- **Textauszug**
+---+
Ähnliches hat 2008 Oliver Paulus mit Tandoori love präsentiert. Tatsächlich kommt man beim Nachdenken über Luifs Film um Paulus nicht herum: Zu augenfällig sind die ungewöhnlichen Ähnlichkeiten wie die in Restaurants und Lebensmittelläden aufgeführten Freudentänze. Doch sind sie formaler Natur; in ihren erzählerischen Ansätzen haben die beiden Filme soviel wie nichts gemein: Derweil Tandoori love die Entdeckung der Exotik durch die Helvetier feiert, ist Madly in Love aus der Sicht der Immigranten erzählt. Der Film ist denn auch den rund 40 000 Tamilen aus Sri Lanka gewidmet, die laut Vorspann derzeit in der Schweiz leben.
+---+
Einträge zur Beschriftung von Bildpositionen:
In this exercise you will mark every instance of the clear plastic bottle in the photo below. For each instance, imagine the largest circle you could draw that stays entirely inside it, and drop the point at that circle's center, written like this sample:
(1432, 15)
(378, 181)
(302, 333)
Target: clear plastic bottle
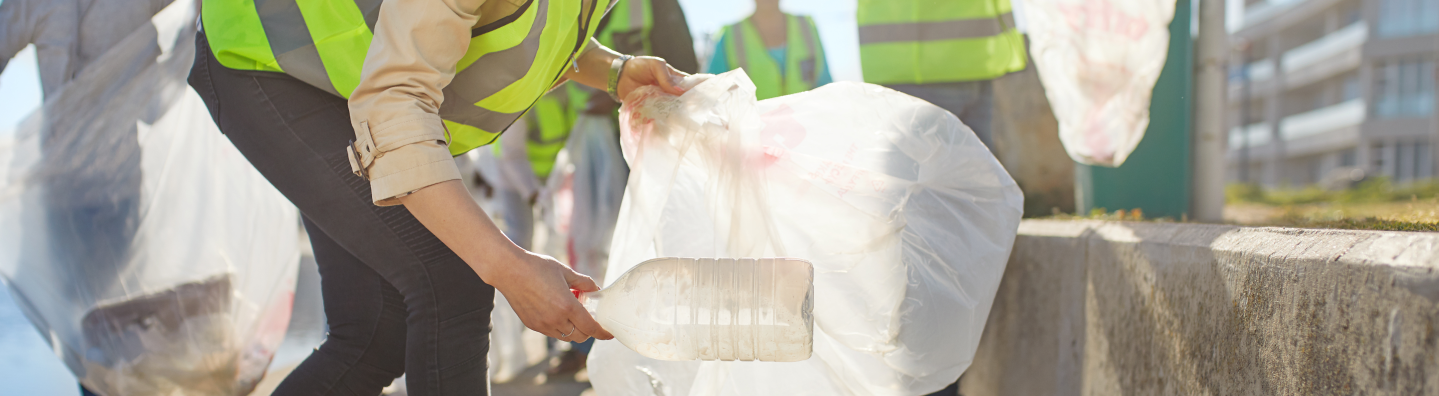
(688, 308)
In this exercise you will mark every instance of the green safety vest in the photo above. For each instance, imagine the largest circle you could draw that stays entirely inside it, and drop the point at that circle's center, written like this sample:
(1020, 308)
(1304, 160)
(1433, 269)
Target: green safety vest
(628, 28)
(550, 123)
(553, 117)
(508, 66)
(803, 56)
(937, 41)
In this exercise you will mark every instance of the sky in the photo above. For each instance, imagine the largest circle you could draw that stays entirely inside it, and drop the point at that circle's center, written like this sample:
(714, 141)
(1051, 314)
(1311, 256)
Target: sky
(19, 90)
(835, 19)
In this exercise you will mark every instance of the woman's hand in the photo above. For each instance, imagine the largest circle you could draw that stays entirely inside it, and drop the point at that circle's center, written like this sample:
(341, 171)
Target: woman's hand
(649, 71)
(537, 285)
(593, 69)
(538, 288)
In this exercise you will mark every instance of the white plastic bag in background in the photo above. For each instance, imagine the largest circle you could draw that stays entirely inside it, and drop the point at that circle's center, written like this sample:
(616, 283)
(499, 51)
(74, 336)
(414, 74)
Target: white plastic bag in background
(905, 215)
(1098, 61)
(140, 242)
(584, 190)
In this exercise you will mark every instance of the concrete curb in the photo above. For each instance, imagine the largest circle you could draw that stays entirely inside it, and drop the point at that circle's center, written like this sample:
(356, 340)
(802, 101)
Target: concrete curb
(1177, 308)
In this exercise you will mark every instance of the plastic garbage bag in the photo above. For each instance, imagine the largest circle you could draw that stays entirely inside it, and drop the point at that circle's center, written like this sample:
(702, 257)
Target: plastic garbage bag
(1098, 61)
(143, 246)
(905, 215)
(582, 199)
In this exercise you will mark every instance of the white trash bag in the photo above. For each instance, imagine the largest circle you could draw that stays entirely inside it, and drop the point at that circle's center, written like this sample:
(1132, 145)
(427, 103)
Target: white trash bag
(143, 246)
(1098, 62)
(905, 215)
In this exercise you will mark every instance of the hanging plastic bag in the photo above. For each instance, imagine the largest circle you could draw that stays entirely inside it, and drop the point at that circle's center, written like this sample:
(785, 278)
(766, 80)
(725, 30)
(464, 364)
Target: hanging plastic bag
(1098, 61)
(135, 238)
(905, 215)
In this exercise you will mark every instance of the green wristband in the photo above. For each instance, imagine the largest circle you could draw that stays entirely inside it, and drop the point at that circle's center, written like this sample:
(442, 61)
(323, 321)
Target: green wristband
(616, 68)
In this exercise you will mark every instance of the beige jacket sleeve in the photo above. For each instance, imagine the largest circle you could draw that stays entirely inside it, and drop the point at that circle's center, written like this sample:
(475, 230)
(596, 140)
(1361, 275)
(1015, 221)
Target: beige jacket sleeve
(400, 141)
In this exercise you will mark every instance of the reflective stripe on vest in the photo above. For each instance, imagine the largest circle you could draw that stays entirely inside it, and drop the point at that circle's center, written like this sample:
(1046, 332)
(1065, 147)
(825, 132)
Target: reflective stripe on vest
(937, 41)
(324, 42)
(803, 56)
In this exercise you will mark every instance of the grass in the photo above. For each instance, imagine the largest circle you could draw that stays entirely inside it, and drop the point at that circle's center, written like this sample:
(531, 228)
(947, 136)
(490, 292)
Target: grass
(1373, 205)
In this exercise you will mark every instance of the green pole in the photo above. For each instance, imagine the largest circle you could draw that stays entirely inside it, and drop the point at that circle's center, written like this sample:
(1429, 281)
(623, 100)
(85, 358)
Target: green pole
(1156, 177)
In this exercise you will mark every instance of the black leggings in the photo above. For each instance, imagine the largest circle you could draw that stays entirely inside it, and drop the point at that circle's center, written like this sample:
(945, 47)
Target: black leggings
(396, 298)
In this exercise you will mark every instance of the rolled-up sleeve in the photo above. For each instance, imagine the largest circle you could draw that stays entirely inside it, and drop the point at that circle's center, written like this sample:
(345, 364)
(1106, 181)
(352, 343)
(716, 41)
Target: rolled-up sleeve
+---+
- **Schriftliche Anweisung 1**
Schreibe den Text über den Film Madly in Love vollständig und wortgetreu ab.
- **Schriftliche Anweisung 2**
Wiederhole aus den Datensätzen nur die Zeilen von der Zeile mit „In this exercise you will mark every instance of the rolled-up“ bis zum Ende der Datensätze, beide Enden eingeschlossen und ohne jede Änderung.
Der Text und die Datensätze stehen in keinem Zusammenhang miteinander.

- **Vollständige Lösung 1**
Ähnliches hat 2008 Oliver Paulus mit Tandoori love präsentiert. Tatsächlich kommt man beim Nachdenken über Luifs Film um Paulus nicht herum: Zu augenfällig sind die ungewöhnlichen Ähnlichkeiten wie die in Restaurants und Lebensmittelläden aufgeführten Freudentänze. Doch sind sie formaler Natur; in ihren erzählerischen Ansätzen haben die beiden Filme soviel wie nichts gemein: Derweil Tandoori love die Entdeckung der Exotik durch die Helvetier feiert, ist Madly in Love aus der Sicht der Immigranten erzählt. Der Film ist denn auch den rund 40 000 Tamilen aus Sri Lanka gewidmet, die laut Vorspann derzeit in der Schweiz leben.

- **Vollständige Lösung 2**
In this exercise you will mark every instance of the rolled-up sleeve in the photo above. For each instance, imagine the largest circle you could draw that stays entirely inside it, and drop the point at that circle's center, written like this sample:
(345, 364)
(1106, 181)
(352, 343)
(716, 41)
Target: rolled-up sleeve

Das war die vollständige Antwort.